## Given instruction
Please copy the data from the line that has "Get eyeglasses bounding" through the line that has "left=0, top=0, right=611, bottom=142", swapping "corduroy" for "suede" and leaving everything else unchanged.

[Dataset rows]
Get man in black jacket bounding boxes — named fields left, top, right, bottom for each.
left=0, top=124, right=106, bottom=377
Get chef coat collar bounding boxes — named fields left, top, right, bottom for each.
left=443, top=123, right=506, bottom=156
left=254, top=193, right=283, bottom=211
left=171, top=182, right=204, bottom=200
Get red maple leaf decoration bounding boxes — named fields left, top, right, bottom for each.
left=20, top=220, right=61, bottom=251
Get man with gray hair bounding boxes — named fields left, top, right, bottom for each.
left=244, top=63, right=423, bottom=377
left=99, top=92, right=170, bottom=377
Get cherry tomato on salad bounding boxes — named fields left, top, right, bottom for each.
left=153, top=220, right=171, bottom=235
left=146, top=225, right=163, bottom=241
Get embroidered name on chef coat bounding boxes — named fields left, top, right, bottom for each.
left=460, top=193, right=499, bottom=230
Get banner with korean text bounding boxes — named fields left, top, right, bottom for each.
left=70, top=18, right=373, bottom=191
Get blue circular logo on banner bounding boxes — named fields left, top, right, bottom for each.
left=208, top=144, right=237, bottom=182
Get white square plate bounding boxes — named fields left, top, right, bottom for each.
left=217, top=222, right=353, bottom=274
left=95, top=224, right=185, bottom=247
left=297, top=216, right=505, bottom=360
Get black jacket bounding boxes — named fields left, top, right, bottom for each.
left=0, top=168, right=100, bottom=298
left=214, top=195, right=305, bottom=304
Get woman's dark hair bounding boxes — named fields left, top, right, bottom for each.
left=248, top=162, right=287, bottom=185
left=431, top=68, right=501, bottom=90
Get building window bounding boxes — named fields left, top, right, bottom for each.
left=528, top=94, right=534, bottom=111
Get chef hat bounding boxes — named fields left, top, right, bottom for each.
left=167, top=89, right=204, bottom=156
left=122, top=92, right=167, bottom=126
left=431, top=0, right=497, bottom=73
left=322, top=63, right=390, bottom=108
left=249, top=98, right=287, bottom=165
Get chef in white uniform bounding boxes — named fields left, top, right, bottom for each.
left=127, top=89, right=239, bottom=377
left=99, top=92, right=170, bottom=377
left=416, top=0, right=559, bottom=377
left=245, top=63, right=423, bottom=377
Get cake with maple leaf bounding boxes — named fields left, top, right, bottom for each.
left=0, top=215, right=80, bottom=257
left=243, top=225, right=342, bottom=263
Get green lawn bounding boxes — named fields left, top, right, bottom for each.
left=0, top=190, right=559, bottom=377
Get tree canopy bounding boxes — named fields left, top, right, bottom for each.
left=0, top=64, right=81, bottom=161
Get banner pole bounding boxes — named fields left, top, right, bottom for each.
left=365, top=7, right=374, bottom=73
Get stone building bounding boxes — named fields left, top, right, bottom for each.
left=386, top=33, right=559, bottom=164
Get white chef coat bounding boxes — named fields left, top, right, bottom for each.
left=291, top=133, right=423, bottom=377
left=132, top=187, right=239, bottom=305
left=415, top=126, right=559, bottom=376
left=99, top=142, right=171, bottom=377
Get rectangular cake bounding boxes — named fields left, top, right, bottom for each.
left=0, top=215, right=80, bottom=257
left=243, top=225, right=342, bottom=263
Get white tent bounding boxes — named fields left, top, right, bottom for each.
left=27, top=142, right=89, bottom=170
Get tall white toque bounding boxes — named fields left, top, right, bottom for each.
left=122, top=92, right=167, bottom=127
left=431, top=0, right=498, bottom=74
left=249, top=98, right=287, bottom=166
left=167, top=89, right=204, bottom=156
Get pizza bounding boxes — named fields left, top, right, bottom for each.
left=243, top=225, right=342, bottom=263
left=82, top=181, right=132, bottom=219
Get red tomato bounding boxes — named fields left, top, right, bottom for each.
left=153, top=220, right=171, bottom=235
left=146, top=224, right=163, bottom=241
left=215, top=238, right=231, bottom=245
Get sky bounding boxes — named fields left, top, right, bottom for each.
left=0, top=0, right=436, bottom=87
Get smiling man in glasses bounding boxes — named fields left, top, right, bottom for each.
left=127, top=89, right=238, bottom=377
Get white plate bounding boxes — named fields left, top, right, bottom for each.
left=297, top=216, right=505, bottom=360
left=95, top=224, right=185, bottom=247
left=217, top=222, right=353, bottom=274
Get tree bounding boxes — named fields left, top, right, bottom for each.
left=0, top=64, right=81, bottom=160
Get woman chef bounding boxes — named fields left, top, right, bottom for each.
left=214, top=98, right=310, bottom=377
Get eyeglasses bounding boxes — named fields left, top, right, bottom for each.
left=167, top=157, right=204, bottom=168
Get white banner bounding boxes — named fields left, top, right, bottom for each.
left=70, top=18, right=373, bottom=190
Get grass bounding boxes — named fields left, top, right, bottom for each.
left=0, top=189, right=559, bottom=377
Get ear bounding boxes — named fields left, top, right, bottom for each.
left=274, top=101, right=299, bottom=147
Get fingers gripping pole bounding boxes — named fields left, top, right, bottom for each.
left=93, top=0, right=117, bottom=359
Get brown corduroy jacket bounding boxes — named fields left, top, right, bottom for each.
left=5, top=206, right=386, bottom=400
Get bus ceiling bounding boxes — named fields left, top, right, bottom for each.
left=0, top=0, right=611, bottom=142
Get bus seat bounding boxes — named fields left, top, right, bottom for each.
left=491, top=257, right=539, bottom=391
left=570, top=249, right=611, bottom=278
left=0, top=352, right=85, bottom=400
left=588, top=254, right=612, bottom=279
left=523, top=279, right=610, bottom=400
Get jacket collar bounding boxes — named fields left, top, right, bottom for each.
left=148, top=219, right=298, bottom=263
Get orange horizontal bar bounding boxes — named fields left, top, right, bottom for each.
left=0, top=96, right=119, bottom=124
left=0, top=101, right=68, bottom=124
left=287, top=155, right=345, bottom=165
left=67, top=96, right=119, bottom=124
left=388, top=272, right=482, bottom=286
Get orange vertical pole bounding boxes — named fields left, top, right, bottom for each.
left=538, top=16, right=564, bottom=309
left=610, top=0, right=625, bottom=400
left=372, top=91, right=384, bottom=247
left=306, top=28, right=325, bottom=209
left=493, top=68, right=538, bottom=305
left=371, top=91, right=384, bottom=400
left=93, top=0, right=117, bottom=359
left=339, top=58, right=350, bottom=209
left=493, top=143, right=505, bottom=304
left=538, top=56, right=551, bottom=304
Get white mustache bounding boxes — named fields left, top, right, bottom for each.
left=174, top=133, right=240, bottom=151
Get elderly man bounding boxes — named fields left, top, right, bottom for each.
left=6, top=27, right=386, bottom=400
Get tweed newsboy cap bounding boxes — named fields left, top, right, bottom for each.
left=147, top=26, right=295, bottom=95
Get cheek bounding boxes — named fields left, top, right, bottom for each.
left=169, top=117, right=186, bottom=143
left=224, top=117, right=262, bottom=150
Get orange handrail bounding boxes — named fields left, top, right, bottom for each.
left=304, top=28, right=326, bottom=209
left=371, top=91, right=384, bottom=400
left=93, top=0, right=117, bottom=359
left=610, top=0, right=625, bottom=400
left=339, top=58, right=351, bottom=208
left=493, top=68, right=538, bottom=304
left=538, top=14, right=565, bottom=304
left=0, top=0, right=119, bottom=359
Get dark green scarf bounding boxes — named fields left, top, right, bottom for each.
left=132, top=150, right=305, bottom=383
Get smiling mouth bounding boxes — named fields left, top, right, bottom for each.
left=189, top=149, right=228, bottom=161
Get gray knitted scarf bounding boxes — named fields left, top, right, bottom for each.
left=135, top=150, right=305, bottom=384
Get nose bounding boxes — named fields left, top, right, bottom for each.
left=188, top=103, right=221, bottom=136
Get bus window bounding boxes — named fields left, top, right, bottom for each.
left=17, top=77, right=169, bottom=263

## Output of the task
Get eyeglasses bounding boxes — named fields left, top, right, bottom for each.
left=167, top=157, right=204, bottom=168
Get white banner bounding boxes — named fields left, top, right, bottom for each.
left=70, top=18, right=373, bottom=190
Get grass bounding boxes — named fields left, top, right, bottom for each.
left=0, top=189, right=559, bottom=377
Get ear bounding boxes — named fields left, top, right, bottom for each.
left=274, top=101, right=299, bottom=147
Get fingers gripping pole bounding boxes — named fields left, top, right, bottom for each.
left=93, top=0, right=117, bottom=359
Get brown suede jacket bounding boxes — named fields left, top, right, bottom for each.
left=5, top=206, right=386, bottom=400
Get bus ceiling bounding boxes — named fields left, top, right, bottom for each.
left=0, top=0, right=611, bottom=142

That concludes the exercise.